Assignment. Give the number of lines in the following entries that contain the word "blue", with nothing added.

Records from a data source
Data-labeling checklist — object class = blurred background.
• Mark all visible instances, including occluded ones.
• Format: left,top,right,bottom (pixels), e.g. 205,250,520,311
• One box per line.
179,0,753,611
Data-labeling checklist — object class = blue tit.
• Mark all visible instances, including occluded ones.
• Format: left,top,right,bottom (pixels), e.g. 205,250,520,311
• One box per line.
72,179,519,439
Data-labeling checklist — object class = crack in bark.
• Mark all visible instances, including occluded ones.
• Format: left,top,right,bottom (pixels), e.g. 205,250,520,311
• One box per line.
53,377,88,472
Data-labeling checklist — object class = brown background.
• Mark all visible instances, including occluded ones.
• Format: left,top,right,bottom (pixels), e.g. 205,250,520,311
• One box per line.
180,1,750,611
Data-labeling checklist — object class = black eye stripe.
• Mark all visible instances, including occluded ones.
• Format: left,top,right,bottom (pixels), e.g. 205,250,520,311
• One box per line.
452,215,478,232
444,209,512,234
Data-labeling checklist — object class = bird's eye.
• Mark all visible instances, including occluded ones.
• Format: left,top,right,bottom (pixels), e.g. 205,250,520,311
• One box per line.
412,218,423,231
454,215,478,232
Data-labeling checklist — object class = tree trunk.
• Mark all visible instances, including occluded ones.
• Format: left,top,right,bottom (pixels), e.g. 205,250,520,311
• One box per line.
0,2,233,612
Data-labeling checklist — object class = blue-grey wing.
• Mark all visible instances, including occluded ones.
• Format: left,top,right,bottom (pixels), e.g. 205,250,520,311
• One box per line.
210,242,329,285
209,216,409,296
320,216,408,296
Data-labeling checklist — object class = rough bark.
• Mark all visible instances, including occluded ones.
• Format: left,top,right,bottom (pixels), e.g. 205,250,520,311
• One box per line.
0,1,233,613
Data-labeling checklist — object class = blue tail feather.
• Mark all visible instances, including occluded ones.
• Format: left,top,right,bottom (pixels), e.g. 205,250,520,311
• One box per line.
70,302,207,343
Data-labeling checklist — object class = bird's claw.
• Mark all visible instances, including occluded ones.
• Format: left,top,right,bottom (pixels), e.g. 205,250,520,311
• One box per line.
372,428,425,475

Solved problem. 3